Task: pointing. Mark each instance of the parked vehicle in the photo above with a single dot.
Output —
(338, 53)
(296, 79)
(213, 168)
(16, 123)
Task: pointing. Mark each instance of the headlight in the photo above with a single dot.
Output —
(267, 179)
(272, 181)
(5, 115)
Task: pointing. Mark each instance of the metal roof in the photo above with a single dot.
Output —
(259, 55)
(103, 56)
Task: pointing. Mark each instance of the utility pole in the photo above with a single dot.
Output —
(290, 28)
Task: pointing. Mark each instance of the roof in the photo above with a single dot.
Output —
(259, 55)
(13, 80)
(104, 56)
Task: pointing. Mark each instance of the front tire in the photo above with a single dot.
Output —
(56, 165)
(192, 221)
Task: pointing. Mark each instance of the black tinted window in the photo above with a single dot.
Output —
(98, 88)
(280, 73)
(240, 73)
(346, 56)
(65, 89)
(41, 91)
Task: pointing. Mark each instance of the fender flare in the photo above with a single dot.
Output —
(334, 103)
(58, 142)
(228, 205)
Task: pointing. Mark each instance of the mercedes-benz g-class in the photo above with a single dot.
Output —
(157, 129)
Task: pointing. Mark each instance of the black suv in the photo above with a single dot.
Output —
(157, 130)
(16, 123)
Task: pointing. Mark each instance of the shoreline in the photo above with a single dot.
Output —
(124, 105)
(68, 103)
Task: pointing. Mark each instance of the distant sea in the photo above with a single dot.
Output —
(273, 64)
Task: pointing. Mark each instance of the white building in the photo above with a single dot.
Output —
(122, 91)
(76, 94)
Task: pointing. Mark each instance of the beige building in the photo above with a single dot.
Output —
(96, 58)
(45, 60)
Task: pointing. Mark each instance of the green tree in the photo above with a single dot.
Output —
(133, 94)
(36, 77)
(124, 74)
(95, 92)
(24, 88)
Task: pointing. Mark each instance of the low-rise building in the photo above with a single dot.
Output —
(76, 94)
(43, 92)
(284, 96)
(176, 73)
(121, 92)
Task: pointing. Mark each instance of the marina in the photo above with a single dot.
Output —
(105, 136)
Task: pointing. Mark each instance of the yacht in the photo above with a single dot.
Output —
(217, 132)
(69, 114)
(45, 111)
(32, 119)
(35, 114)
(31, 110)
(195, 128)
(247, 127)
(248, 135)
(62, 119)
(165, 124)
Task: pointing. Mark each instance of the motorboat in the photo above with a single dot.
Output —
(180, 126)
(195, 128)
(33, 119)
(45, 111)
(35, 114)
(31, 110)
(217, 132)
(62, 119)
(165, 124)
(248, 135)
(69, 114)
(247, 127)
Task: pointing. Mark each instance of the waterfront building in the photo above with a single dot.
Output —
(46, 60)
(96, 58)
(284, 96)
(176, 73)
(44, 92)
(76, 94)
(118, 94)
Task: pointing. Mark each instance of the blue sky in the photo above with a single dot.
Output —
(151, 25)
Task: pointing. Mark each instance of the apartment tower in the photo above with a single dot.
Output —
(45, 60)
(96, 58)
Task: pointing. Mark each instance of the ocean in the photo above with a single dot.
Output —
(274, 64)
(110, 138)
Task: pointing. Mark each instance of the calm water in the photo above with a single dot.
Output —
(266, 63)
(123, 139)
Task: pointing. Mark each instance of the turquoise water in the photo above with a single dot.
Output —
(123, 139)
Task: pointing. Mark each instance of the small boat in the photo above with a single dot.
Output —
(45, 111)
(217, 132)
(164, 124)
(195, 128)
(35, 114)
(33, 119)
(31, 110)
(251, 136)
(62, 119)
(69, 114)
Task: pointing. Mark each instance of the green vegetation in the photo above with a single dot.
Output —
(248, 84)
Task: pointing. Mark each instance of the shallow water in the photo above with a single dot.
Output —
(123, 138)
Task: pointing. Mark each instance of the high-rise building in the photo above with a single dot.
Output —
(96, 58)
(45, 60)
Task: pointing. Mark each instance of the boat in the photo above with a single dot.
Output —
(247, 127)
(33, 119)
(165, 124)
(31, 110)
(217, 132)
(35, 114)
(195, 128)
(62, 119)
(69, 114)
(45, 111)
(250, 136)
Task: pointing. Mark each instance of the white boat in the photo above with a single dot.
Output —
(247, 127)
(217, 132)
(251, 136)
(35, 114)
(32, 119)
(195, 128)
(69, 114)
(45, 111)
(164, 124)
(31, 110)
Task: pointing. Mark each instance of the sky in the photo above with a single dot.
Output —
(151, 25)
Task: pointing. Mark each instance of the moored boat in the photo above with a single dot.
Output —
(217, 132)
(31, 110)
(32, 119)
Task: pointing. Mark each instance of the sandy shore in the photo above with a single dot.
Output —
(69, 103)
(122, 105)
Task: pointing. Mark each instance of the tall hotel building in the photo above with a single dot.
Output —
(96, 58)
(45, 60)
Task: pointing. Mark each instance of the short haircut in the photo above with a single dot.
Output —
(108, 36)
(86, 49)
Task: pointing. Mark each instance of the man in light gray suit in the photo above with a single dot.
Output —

-.-.-

All lines in the records above that contain "rise" are to be reported.

Task: pointing. Mark each instance of the low-rise building in the photo above with a single dot.
Task: pointing. Mark each instance of the high-rise building in the photo above with a single dot.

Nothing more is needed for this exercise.